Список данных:
# # #

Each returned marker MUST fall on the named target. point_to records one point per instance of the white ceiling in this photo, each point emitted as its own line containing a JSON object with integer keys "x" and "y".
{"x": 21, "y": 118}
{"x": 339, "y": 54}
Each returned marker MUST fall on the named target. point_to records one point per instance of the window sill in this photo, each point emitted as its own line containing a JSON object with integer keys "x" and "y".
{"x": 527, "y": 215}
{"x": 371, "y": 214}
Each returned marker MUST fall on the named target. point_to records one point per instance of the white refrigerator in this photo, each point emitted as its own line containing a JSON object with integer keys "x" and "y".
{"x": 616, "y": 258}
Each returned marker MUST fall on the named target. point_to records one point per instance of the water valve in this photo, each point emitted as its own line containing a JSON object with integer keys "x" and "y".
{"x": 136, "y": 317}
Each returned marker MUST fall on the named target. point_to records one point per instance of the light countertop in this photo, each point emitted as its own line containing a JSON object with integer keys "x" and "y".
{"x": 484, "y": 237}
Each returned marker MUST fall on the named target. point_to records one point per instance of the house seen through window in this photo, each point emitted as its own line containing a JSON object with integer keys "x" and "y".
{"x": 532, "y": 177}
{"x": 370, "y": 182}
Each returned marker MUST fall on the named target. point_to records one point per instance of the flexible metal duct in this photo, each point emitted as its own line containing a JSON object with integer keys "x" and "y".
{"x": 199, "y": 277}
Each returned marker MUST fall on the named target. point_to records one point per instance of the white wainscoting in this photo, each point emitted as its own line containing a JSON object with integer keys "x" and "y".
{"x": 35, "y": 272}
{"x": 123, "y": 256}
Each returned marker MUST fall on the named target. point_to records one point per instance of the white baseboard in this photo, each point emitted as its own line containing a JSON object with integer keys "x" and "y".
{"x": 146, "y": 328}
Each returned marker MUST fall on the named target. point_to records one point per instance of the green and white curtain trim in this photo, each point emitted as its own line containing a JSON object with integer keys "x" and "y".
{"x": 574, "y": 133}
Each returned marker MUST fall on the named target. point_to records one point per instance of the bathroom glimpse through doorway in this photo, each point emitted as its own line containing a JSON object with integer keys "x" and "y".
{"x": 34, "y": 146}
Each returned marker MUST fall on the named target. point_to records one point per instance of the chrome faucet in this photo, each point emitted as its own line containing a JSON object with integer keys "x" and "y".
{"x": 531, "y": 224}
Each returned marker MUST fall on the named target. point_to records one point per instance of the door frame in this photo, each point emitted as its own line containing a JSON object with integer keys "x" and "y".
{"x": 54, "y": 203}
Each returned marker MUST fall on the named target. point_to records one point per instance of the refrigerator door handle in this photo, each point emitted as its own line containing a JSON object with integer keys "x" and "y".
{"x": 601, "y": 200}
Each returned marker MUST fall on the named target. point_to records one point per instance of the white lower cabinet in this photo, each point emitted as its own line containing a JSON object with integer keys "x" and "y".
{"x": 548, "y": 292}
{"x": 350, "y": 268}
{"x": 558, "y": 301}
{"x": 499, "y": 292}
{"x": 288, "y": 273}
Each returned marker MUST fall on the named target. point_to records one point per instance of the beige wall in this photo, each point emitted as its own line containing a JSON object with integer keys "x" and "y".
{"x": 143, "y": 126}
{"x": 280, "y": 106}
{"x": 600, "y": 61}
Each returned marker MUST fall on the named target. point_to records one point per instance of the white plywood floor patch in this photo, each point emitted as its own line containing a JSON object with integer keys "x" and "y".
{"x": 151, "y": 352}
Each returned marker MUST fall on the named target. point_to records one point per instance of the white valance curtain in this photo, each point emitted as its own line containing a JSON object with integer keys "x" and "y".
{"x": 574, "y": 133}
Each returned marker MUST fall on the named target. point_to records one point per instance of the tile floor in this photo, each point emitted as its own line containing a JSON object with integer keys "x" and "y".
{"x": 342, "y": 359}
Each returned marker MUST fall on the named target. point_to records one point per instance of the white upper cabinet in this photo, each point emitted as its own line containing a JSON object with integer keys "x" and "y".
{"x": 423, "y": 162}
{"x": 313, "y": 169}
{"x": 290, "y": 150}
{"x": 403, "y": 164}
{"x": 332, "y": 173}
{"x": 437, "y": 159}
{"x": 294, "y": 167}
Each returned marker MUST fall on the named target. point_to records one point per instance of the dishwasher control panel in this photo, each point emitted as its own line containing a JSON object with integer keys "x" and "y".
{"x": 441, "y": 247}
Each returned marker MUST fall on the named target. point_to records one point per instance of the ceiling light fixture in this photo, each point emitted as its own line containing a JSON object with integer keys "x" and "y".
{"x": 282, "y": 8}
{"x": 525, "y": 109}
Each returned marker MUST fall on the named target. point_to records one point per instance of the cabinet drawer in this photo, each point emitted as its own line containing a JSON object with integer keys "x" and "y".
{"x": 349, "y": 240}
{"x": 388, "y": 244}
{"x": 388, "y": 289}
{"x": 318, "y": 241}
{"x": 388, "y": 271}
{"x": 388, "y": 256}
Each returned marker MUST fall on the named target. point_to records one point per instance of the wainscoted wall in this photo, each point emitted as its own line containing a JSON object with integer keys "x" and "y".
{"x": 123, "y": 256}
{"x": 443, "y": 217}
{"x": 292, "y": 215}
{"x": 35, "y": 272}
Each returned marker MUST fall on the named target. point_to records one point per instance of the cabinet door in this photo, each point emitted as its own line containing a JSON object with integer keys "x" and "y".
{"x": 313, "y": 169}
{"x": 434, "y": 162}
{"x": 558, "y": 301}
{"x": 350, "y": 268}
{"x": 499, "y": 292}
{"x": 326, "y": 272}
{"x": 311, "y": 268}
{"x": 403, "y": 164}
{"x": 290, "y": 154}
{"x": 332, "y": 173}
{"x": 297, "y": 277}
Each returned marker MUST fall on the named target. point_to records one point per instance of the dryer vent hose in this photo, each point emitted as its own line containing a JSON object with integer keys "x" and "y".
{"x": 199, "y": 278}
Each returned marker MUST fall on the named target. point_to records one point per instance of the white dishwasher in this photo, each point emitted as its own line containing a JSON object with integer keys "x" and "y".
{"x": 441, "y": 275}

# # #

→ Условие задания: Можете привести заново все строки целиком, от строки, содержащей «the cabinet door», до конца списка данных включительно, сместив каждую координату x и y на 18?

→ Решение задачи:
Each returned marker MUST fall on the named target. point_to records one point per instance of the cabinet door in this photo, each point emitted as its own line containing a JSON object with integer keys "x" and "y".
{"x": 331, "y": 187}
{"x": 452, "y": 180}
{"x": 576, "y": 319}
{"x": 368, "y": 286}
{"x": 517, "y": 310}
{"x": 344, "y": 290}
{"x": 329, "y": 286}
{"x": 421, "y": 182}
{"x": 308, "y": 172}
{"x": 350, "y": 191}
{"x": 315, "y": 295}
Each returned marker MUST fall on the named target. point_to records one point per instance of the dryer vent hose in this photo, each point emitted as its own line containing a JSON object with integer keys "x" and "y".
{"x": 217, "y": 296}
Each returned marker MUST fall on the named target. point_to records one point per instance of the white dishwasher in this photo, each point emitted as its own line containing a JSON object with integer keys "x" and "y".
{"x": 459, "y": 293}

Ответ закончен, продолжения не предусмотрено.